# Document start

For whatever reason, Sam Raimi now has The Evil Dead released in a matted version (to 1.85:1 from 1.37:1). It looks awful.

Raimi’s strength as a director comes from his constantly agitated camera; his static shots are–well, I guess the shots of the sun setting and the moon rising in Evil Dead are cool–mediocre at best. With the improper matte and the utter lack of head room, his static shots become much, much worse.

I haven’t seen Evil Dead in about ten years (I still have the OAR DVD release around and feel like it deserves another look) and I think the ship’s sailed for me. I saw the unrated, NC-17, rated X version. I can’t figure out how the film, with it’s super-cheap special effects, deserves such a rating. It’s cartoon violence.

Things I noticed this time include Theresa Tilly’s terrible scream (wish there was a good synonym for scream starting with t, let me tell you) and Richard DeManincor’s character’s complete indifference to other people.

There’s a lot of other stuff to the picture, sure, but it’s basically all about seeing Raimi’s camera movements. Joseph LoDuca’s score might be the best thing about the film, just because it’s so good, compared to the roughness of everything else.

# Document end

Directive a:
Answer these questions about the review of The Evil Dead:
(i) The matted version changes the film's aspect ratio from what to what?
(ii) About how long had it been since the reviewer last saw Evil Dead?
(iii) Whose score does the reviewer say might be the best thing about the film?
The review above has nothing to do with the listing that comes after it.

# Records provided start

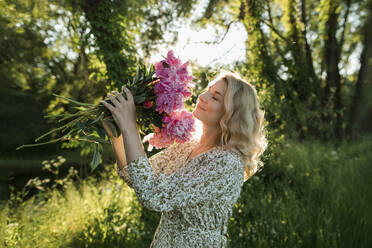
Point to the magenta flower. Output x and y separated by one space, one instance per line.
159 139
147 104
172 89
171 92
179 125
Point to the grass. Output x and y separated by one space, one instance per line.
308 195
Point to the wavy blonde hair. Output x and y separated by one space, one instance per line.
242 125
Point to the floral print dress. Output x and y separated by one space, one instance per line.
195 197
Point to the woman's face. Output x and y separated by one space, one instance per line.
210 105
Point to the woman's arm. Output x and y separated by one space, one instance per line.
118 147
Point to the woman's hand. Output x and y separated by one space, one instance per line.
123 111
108 130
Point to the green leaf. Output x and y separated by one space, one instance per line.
73 101
96 160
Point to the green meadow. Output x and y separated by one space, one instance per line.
308 194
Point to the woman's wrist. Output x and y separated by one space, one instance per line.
129 128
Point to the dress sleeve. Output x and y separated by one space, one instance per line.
158 161
220 174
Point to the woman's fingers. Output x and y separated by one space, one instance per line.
119 96
129 94
113 99
107 105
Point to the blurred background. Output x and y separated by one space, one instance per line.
310 61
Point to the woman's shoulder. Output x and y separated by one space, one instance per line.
230 153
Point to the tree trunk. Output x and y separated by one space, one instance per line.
364 77
332 94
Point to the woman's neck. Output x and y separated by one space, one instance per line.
210 137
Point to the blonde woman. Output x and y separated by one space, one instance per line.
195 184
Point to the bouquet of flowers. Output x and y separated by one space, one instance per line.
159 94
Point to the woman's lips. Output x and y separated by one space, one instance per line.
201 107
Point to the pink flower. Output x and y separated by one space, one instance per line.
179 125
147 104
169 102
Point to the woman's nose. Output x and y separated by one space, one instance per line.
204 96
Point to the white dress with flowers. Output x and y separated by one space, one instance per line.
195 197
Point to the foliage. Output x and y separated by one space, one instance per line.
309 195
298 57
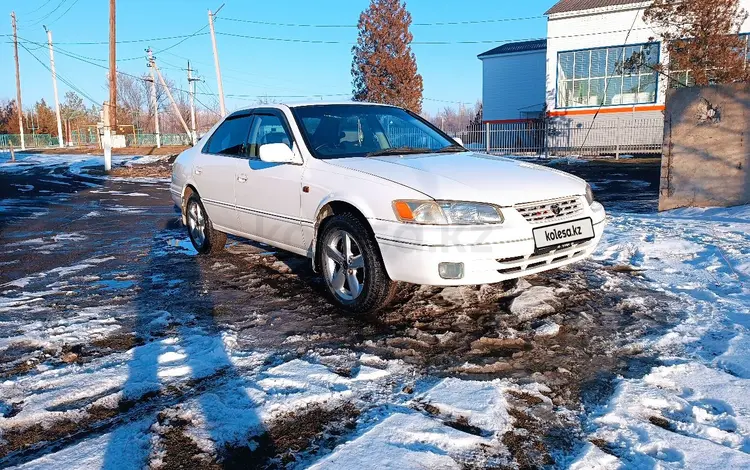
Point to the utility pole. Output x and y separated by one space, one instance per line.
152 66
169 94
54 87
222 108
18 81
112 68
191 86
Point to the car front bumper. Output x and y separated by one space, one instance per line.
412 253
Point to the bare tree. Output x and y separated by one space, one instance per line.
384 69
702 37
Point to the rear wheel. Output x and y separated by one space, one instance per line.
352 266
201 231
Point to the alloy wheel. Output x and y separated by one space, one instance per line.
196 224
344 265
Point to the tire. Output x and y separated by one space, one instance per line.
205 239
365 286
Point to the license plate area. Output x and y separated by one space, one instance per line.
563 233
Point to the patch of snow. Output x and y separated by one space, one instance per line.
534 302
400 441
547 330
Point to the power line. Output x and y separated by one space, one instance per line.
44 17
38 8
428 43
182 40
65 12
62 78
439 23
231 95
131 41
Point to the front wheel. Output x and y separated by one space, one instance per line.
202 234
352 266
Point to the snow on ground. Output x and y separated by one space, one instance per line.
694 410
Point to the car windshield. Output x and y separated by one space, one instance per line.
359 130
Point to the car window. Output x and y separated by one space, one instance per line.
354 130
230 137
267 129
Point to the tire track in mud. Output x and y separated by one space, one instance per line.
574 330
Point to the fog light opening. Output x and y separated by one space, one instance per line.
451 270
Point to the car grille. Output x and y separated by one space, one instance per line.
548 257
550 210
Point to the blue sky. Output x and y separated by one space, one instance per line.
255 66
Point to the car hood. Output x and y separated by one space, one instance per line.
469 176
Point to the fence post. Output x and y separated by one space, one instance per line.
488 136
618 129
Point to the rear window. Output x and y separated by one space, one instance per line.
230 137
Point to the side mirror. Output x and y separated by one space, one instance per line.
276 153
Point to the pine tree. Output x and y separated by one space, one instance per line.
702 36
384 69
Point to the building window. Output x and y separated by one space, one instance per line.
607 76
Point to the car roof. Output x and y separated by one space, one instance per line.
307 103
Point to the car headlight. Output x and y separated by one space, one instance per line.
589 194
447 213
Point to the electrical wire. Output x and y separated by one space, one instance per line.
428 43
65 12
439 23
61 77
38 8
44 17
131 41
181 41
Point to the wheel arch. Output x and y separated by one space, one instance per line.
187 191
327 210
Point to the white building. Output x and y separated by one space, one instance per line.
513 81
586 40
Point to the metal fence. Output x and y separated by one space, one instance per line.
542 137
149 140
31 140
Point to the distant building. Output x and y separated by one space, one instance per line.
586 39
513 81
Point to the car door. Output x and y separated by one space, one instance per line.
268 194
214 170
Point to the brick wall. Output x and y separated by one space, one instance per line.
706 159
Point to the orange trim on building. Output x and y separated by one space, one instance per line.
507 121
630 109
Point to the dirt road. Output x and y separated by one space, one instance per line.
119 345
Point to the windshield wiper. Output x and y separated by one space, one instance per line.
397 151
451 148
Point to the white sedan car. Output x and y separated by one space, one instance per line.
374 195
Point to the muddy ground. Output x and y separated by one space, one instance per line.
138 259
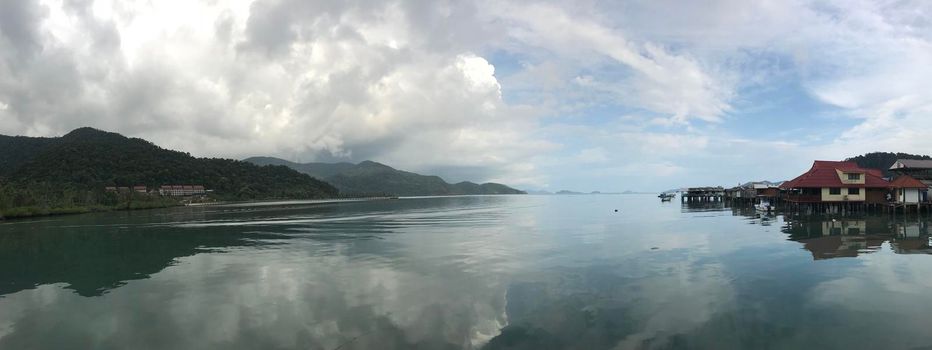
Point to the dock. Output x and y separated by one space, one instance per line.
703 194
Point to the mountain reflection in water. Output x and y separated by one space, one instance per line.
495 272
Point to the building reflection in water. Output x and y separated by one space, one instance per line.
828 238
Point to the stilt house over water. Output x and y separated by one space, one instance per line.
917 169
837 183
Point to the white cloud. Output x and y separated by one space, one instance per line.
663 82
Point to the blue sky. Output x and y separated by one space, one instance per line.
588 95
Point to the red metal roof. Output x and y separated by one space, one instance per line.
824 174
907 181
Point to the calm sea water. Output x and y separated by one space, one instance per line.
496 272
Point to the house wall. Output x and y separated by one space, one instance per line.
908 195
828 197
843 176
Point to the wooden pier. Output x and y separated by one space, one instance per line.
703 194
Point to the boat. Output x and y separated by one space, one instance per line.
764 206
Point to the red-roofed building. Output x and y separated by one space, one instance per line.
182 190
837 182
908 190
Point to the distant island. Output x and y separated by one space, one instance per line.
541 192
374 178
93 170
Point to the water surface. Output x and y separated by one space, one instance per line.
484 272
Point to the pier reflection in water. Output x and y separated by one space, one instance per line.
523 272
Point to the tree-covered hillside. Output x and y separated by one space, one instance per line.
72 171
370 177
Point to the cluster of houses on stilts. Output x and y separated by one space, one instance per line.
165 190
834 187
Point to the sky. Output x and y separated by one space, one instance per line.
586 95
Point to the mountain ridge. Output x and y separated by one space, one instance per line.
370 177
89 159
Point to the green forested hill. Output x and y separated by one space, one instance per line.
883 160
370 177
72 171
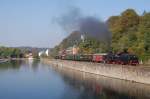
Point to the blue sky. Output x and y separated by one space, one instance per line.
29 22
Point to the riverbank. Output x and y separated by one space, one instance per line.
139 74
101 83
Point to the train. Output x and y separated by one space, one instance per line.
122 58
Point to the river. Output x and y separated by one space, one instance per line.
36 80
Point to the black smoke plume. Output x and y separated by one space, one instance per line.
89 26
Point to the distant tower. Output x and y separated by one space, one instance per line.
82 37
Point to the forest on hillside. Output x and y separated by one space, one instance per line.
129 30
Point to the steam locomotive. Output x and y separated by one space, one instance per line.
123 58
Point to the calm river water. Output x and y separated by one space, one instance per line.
36 80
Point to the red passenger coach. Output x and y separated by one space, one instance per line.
99 57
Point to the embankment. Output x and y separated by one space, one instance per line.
139 74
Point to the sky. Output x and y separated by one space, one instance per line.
30 22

# Records provided end

Directive b:
Find every line in the listing that contains the word "wheel", and copy each of those lines.

Task result a:
(i) From 1.37:1 to 1.85:1.
(ii) About ten years.
(iii) Joseph LoDuca's.

Task result b:
Point to the rear wheel. Output x and y separated by one space, one instance per line.
Point to the alloy wheel. Output x and y separated by one space, one instance per line.
Point to the front wheel. Output x and y separated by one space, one instance per line.
Point to the wheel arch. Output x and y separated by one space, one instance per line.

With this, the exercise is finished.